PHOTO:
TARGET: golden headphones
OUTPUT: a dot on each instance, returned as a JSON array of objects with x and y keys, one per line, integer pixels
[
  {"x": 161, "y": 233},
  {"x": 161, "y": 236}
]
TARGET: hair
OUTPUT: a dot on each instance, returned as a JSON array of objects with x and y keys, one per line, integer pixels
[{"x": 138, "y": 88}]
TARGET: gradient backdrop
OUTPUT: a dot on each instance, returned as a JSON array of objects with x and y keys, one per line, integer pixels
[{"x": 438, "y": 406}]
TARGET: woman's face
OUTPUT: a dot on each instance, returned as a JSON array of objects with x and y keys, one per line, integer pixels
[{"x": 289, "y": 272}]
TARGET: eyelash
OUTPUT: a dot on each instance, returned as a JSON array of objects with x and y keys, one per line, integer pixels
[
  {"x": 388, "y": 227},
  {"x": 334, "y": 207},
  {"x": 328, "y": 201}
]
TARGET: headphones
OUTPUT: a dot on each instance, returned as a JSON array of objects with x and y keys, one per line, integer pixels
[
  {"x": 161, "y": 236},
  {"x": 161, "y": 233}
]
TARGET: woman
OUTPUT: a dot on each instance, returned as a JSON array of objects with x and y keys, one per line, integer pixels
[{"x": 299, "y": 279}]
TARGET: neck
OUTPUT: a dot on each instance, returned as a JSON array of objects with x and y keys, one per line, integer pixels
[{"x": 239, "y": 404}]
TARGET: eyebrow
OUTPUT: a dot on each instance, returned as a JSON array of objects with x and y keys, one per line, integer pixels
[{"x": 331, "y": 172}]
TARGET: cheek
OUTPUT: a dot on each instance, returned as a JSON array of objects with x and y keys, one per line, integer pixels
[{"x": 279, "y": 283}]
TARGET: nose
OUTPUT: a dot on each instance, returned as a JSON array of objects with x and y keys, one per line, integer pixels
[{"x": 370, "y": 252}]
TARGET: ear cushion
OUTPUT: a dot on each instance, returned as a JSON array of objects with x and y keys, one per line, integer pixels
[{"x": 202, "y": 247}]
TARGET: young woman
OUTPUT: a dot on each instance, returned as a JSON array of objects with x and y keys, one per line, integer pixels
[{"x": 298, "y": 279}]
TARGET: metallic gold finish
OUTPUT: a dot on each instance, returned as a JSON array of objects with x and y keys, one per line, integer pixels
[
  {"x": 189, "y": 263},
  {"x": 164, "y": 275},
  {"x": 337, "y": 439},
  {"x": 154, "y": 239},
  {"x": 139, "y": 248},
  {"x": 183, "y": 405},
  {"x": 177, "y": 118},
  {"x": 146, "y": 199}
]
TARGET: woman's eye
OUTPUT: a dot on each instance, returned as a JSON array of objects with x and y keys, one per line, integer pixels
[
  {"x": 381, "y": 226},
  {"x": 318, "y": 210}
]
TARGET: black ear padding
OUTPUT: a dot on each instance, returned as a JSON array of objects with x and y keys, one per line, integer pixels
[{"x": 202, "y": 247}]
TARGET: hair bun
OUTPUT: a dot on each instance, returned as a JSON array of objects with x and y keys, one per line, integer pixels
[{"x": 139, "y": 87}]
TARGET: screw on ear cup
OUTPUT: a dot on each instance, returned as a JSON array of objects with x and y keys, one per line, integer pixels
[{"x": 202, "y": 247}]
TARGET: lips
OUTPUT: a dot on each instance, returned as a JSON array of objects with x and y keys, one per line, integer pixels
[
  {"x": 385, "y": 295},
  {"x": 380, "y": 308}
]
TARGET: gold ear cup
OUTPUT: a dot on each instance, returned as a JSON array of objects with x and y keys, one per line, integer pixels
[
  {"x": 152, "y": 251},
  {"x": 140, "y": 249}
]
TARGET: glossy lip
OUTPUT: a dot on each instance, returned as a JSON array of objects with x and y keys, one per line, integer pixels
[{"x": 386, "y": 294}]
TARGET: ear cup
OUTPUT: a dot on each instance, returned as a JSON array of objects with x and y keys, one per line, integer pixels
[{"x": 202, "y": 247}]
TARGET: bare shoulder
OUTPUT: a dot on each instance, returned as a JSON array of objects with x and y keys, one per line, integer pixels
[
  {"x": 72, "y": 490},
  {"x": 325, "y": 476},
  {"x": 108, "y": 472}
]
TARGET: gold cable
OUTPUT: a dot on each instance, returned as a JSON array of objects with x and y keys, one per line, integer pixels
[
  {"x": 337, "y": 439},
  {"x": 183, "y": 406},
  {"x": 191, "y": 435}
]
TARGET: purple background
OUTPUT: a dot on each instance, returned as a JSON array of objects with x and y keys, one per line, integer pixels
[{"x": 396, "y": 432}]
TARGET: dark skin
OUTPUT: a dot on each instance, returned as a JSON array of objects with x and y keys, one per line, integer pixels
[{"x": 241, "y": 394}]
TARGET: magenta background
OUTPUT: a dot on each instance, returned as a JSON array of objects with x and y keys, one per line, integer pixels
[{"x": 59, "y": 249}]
····················
# [How to complete this task]
Lines that hold the word "background" are the ones to copy from the entries above.

# [Exercise result]
TARGET: purple background
TARGET: magenta background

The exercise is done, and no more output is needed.